Objective:
Rewrite the committee evidence from "(Mr Cowans) Yes." through "law, as such.", changing "secure unit" to "supported unit".

Passage given:

(begin)

Select Committee on Transport, Local Government and the Regions Minutes of Evidence


Examination of Witness (Questions 20-35)

WEDNESDAY 24 OCTOBER 2001

DAVID COWANS

  20. Do you think the fact that a number of local authorities and housing associations are bringing in tougher penalty agreements and putting in clauses which probably did not exist in old agreements, to impose on the tenants a condition, you know, "you behave yourself"; in your experience, is this resulting in a number of the worst neighbours from hell, if I could call them that, moving in to the private rented sector?
  (Mr Cowans) There is evidence that is happening. There is also evidence that the most difficult people, with the most chaotic lifestyles, just move between public sector landlords, so they move between local authorities, they move between RSLs, and in areas of oversupply it is pretty easy to do; and the processes of handling that are not as well developed as they ought to be. The fundamental question, which remains to be asked and answered, is what on earth do we do with the most problematical people, where do they live; do we abandon them completely? There was an interesting experimental study and a project in Dundee, which actually took Dutch models of handling anti-social behaviour, which was never replicated anywhere in the UK, and we ought to look at that in a bit more detail.

  21. Could you just perhaps tell us, briefly, about that?
  (Mr Cowans) Yes. It is a small project in Dundee, it is still running, to my knowledge, and the local authority was having problems where it was evicting people, who exhibited recidivist anti-social behaviour, and they just did not know what to do with them any more. So they made it a condition that these particular families had to move into a secure unit, this is a very, very difficult issue, and they had to go through a process of, it is difficult to know what to call it really, re-education, skills in budgeting, parenting, and all of this sort of stuff. But it is a huge issue about what on earth does one do with recidivist anti-social behaviour perpetrators when they do not actually necessarily break the law, as such.

(end)

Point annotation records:
(begin)

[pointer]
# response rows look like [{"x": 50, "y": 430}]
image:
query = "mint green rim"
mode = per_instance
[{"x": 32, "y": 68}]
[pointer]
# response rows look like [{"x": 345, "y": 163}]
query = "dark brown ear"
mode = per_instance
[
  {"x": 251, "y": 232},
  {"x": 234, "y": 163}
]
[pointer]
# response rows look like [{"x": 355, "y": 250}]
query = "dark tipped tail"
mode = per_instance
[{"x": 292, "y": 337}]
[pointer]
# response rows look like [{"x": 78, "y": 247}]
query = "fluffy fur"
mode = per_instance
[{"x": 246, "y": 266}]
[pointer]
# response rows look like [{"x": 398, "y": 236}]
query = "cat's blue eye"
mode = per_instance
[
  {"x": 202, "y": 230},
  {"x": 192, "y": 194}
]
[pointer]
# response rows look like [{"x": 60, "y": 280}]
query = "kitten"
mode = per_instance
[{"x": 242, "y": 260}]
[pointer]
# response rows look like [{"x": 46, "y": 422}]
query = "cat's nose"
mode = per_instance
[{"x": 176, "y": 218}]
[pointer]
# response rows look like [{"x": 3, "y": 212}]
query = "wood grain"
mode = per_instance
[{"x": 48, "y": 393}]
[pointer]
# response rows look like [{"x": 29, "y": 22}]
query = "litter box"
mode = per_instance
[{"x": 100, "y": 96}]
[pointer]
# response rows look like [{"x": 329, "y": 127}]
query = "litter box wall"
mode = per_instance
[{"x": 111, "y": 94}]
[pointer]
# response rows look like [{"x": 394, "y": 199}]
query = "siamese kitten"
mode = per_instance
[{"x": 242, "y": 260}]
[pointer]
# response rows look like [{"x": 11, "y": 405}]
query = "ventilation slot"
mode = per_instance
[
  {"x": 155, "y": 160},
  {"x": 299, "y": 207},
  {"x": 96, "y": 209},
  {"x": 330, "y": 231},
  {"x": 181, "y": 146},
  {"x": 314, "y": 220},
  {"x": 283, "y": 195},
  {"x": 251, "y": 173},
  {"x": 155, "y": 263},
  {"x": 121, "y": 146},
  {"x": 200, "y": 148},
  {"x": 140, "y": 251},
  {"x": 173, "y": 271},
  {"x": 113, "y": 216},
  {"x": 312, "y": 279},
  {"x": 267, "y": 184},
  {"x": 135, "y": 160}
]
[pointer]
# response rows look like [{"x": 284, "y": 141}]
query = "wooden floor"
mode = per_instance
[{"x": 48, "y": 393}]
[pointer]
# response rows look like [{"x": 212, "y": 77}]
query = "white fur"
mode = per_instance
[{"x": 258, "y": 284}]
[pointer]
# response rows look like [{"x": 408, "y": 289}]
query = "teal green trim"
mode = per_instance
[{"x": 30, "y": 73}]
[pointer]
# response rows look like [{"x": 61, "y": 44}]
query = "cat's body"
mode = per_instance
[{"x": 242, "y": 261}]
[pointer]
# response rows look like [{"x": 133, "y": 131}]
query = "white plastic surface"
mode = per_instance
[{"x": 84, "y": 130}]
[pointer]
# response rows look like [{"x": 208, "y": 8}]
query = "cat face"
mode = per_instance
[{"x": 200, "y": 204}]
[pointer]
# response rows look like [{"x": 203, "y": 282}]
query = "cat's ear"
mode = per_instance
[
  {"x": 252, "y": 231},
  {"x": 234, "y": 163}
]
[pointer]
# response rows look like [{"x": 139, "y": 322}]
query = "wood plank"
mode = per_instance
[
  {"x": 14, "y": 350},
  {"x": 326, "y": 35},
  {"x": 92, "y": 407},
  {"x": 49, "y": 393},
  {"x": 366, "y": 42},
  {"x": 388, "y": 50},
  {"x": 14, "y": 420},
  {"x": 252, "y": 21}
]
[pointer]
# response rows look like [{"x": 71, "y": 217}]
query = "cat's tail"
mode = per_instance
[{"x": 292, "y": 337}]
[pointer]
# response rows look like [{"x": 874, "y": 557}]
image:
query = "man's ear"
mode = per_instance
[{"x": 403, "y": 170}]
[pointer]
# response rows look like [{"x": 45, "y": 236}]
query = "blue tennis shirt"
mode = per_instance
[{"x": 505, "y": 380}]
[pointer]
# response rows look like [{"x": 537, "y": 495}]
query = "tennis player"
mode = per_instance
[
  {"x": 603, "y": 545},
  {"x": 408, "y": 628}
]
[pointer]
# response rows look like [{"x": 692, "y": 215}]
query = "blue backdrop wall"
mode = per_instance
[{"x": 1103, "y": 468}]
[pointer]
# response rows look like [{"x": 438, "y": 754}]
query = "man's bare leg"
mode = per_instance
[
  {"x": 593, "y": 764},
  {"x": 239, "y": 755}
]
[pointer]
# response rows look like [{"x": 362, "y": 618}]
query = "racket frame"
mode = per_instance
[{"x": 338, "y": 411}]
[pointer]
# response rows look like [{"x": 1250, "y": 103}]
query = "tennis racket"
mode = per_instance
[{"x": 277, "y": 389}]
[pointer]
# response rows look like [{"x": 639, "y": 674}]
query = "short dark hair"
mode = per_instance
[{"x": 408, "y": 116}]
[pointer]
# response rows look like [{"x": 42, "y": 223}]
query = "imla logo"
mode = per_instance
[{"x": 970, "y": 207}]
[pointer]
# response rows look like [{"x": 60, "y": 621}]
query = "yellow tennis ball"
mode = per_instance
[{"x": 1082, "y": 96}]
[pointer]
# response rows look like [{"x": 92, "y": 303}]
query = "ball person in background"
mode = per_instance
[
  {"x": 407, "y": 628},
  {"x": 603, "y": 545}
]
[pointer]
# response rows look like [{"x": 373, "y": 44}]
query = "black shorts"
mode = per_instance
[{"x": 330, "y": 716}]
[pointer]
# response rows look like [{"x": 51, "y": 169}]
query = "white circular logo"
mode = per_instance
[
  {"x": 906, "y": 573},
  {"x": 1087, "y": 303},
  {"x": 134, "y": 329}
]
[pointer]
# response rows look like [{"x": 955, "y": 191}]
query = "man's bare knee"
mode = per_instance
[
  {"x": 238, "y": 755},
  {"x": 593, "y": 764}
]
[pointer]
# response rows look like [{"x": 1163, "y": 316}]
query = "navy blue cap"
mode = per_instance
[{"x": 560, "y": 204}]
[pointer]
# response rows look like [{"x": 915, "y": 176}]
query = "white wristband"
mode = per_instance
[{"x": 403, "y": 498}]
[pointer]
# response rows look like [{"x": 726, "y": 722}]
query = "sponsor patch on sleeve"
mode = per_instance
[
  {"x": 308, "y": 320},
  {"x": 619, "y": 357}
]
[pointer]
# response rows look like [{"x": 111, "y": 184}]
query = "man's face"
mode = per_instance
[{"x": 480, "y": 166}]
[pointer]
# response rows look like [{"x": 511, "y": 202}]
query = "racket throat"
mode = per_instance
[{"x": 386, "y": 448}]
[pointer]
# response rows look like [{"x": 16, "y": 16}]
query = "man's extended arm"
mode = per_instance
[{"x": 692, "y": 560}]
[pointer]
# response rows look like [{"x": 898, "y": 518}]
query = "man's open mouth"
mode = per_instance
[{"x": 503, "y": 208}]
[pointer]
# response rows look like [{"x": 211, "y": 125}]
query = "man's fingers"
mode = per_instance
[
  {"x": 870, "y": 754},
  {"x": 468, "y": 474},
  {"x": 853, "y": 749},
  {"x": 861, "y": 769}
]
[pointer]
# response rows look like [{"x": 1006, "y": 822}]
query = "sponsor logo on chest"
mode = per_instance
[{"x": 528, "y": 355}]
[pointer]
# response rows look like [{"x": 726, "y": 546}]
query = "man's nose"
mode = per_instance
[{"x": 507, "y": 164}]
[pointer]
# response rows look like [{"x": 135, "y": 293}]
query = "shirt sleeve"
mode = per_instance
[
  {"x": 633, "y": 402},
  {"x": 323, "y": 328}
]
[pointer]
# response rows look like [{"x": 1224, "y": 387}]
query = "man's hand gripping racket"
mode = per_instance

(end)

Response to this exercise:
(Mr Cowans) Yes. It is a small project in Dundee, it is still running, to my knowledge, and the local authority was having problems where it was evicting people, who exhibited recidivist anti-social behaviour, and they just did not know what to do with them any more. So they made it a condition that these particular families had to move into a supported unit, this is a very, very difficult issue, and they had to go through a process of, it is difficult to know what to call it really, re-education, skills in budgeting, parenting, and all of this sort of stuff. But it is a huge issue about what on earth does one do with recidivist anti-social behaviour perpetrators when they do not actually necessarily break the law, as such.